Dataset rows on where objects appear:
***
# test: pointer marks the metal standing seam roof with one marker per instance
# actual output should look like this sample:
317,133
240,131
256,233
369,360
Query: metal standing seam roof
***
Problem to work on: Copy the material above word for word, keeping every line in the same order.

Response to this task:
# test: pointer marks the metal standing seam roof with one marker per instance
# actual output should look like this sample:
317,133
240,131
256,233
369,360
Query: metal standing seam roof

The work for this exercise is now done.